--- BEGIN Text passage ---
Should work, it's something pretty easy to test if it is working or not. If it doesn't, just do what Dapper did (he mentions it a few posts back): just sent it back for a refund, don't ask for one. Just "Hi Juri, here's your watch. Still doesn't work. My money back please".


----------



## odyseus10 (Jan 26, 2012)

Guess what chaps, the bloody watch still doesn't work !! I simply do not believe it!

How hard can it be for this guy to properly check the watch is functioning correctly before he sends it out?

I'm going to return it for a full refund + the two lots of return postage I had to pay


----------



## Kutusov (Apr 19, 2010)

odyseus10 said:


> Guess what chaps, the bloody watch still doesn't work !! I simply do not believe it!
> 
> How hard can it be for this guy to properly check the watch is functioning correctly before he sends it out?
--- END Text passage ---
--- BEGIN Material provided ---
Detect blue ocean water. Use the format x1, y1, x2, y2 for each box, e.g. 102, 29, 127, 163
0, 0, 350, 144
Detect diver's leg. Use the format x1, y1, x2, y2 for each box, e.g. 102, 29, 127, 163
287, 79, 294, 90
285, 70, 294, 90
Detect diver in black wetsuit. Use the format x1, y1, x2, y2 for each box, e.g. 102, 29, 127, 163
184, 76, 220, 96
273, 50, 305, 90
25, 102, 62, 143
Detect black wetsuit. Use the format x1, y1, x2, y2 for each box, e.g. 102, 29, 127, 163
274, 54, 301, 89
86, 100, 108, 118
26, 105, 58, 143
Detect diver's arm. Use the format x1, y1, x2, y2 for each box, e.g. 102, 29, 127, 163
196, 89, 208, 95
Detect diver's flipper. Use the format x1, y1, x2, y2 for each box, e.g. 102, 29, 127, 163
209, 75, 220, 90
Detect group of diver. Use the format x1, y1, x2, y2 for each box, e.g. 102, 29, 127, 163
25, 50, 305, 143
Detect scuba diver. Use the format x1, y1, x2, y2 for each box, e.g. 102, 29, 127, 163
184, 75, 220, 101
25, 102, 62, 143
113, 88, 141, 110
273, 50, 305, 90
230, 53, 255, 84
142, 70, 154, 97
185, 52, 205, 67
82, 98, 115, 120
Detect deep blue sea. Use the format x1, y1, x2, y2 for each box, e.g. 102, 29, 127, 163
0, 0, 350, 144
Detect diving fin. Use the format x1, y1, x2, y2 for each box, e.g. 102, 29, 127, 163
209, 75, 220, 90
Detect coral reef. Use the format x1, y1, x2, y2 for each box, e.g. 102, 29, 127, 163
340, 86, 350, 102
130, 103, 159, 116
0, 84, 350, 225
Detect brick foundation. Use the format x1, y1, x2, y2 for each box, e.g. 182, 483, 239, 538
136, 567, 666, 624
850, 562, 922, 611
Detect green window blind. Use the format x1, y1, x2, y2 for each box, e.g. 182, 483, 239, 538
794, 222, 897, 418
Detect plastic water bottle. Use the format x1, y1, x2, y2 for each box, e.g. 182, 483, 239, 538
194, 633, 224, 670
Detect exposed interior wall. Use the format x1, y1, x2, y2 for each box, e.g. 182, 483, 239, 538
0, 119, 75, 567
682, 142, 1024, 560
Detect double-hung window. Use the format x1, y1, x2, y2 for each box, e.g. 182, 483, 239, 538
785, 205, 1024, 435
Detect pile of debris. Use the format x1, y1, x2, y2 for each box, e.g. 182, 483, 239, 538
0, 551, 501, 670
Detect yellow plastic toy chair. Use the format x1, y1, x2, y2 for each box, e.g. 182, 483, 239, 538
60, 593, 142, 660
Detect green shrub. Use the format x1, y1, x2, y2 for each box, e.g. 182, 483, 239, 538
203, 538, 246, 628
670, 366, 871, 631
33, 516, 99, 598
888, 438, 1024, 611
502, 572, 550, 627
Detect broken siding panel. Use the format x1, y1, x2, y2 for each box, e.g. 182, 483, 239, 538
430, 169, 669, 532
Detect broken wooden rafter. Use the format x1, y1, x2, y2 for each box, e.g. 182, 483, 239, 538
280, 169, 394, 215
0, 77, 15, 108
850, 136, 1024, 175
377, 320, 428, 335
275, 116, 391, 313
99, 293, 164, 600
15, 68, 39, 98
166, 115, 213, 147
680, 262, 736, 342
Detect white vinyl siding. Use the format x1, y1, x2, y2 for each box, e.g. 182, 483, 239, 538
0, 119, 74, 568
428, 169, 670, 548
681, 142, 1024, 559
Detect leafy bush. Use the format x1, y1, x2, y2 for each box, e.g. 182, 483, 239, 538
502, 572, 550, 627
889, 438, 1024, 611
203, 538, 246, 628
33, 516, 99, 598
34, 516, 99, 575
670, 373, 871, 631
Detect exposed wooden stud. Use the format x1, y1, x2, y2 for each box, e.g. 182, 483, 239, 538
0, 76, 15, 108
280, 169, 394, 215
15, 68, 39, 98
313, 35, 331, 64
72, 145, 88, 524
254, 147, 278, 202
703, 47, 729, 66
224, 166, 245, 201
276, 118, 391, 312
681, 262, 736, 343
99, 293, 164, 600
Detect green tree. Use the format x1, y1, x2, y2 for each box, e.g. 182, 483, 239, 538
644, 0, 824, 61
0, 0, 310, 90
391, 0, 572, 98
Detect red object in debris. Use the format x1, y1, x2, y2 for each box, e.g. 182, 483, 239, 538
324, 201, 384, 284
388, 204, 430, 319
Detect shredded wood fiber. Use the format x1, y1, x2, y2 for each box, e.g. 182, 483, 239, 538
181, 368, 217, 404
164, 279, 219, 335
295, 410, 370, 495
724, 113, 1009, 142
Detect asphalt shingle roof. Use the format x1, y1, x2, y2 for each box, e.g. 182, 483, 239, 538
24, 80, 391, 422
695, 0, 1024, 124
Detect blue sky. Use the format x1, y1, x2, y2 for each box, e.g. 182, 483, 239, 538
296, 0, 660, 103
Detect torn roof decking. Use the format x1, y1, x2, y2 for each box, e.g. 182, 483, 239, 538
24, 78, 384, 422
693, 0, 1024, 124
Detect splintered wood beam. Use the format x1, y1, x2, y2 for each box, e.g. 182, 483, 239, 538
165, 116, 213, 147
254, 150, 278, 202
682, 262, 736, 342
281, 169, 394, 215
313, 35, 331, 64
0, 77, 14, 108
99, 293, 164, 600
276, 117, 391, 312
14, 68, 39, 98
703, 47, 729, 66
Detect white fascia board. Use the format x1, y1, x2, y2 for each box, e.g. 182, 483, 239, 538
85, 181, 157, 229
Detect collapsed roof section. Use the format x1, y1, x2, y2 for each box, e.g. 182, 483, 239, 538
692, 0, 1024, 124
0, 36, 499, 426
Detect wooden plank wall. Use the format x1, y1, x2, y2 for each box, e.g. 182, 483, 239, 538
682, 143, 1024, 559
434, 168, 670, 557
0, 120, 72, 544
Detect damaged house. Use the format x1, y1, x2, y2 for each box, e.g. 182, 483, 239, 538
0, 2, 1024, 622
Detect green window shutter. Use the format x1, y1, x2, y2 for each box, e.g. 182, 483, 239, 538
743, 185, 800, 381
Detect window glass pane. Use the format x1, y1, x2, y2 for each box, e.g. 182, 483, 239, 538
--- END Material provided ---
## What this exercise asks
[A] Output everything in the watch forum thread from "## odyseus10 (Jan" down to "(Apr 19, 2010)".
[B] Write the next part of the forum thread about the faulty watch, picking up after its last line.

## Expected answers
[A]
## odyseus10 (Jan 26, 2012)

Guess what chaps, the bloody watch still doesn't work !! I simply do not believe it!

How hard can it be for this guy to properly check the watch is functioning correctly before he sends it out?

I'm going to return it for a full refund + the two lots of return postage I had to pay


----------



## Kutusov (Apr 19, 2010)

[B]
> 
> I'm going to return it for a full refund + the two lots of return postage I had to pay


Typical.... it's at customers support this guy gets the most bashing. There's some one over at WUS, a few years back, that got a watch running 1 minute fast or something. He eventually got the watch back, still running fast. He complained and the answer he (eventually) got was: "What do you want? Why do need an accurate watch? Are you a pilot or something?" 

So I'm with dapper... just send the bloody thing back asking for a full refund. He got his chance and blew it :thumbsdown:


----------



## Dazzer (Dec 7, 2011)

No way John, that sucks mate. 

But as you know, I know how you feel.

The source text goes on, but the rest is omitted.